# Available data
******************************
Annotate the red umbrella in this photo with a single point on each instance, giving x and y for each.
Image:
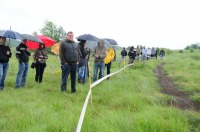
(46, 40)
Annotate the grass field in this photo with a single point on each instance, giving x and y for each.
(129, 101)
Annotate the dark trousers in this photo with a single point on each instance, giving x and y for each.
(39, 71)
(66, 70)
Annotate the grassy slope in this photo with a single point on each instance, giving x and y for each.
(129, 101)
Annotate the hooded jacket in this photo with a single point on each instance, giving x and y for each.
(101, 52)
(22, 54)
(110, 55)
(69, 52)
(4, 58)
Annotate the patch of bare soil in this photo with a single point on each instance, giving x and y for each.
(181, 99)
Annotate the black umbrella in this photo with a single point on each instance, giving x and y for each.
(87, 37)
(32, 38)
(112, 41)
(10, 34)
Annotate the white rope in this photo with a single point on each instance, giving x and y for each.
(78, 129)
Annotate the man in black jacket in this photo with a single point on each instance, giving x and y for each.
(5, 54)
(69, 56)
(22, 54)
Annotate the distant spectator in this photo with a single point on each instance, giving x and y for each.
(162, 54)
(132, 54)
(144, 53)
(138, 52)
(108, 60)
(69, 56)
(153, 52)
(40, 56)
(123, 54)
(22, 54)
(82, 61)
(99, 56)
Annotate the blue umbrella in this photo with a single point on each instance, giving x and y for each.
(10, 34)
(112, 41)
(87, 37)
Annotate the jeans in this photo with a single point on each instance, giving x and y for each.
(3, 72)
(108, 66)
(39, 71)
(81, 72)
(86, 74)
(21, 75)
(162, 57)
(66, 70)
(101, 66)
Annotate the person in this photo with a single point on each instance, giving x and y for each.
(144, 53)
(5, 54)
(108, 59)
(115, 57)
(40, 57)
(86, 75)
(22, 54)
(99, 56)
(69, 56)
(157, 52)
(153, 52)
(138, 52)
(162, 54)
(123, 54)
(132, 54)
(82, 62)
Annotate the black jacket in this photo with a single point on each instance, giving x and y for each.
(68, 52)
(22, 54)
(4, 58)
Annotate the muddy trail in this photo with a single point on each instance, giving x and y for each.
(181, 99)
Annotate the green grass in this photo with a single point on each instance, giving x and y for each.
(128, 101)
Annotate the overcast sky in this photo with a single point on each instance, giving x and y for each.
(170, 24)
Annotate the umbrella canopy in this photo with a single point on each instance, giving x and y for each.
(55, 48)
(48, 42)
(111, 41)
(88, 37)
(93, 44)
(32, 38)
(10, 34)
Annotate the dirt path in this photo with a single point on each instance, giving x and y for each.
(181, 99)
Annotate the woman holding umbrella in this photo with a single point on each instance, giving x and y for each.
(5, 54)
(40, 56)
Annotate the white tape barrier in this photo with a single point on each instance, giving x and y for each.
(78, 129)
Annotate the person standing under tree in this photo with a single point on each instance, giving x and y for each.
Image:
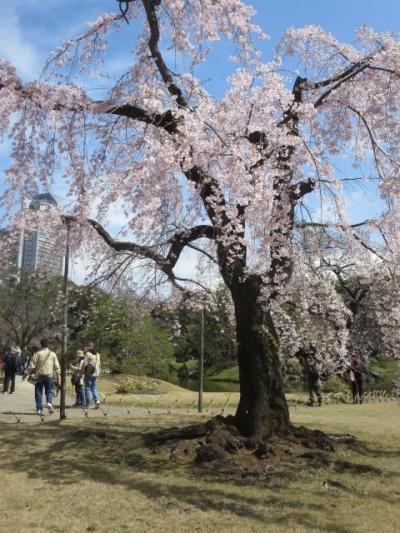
(90, 370)
(45, 366)
(77, 378)
(10, 369)
(356, 378)
(312, 372)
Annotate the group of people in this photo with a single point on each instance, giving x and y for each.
(43, 370)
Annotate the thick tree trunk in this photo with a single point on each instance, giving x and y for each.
(262, 410)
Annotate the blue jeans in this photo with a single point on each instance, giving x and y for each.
(91, 388)
(46, 383)
(79, 394)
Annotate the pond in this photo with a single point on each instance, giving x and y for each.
(383, 384)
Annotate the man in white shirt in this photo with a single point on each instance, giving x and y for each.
(45, 366)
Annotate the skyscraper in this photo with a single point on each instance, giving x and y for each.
(37, 251)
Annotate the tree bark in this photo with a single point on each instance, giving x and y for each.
(262, 410)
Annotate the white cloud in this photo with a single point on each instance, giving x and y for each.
(14, 46)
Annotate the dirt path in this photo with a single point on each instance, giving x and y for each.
(20, 407)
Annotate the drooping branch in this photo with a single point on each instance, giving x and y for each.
(177, 244)
(174, 90)
(166, 120)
******************************
# Aim of the exercise
The reply should hold only the lines of the listing above starting at the line containing "Annotate the umbrella" and ending at the line containing "Annotate the person standing", exactly as written.

# Expected output
Annotate the umbrella canopy in this photo with a single point on each instance, giving x and y for each.
(55, 48)
(48, 42)
(111, 41)
(88, 37)
(93, 44)
(32, 38)
(10, 34)
Annotate the dirt path in this photo with a single point on each instance, giving x and y for each.
(181, 99)
Annotate the woman holding umbrella in this photo with a single point on each instance, giving x and y for each.
(5, 54)
(40, 56)
Annotate the white tape barrier in this photo with a single point on each instance, giving x and y for each.
(78, 129)
Annotate the person standing under tree in this photo with a single point on each instance, giving x and y for each.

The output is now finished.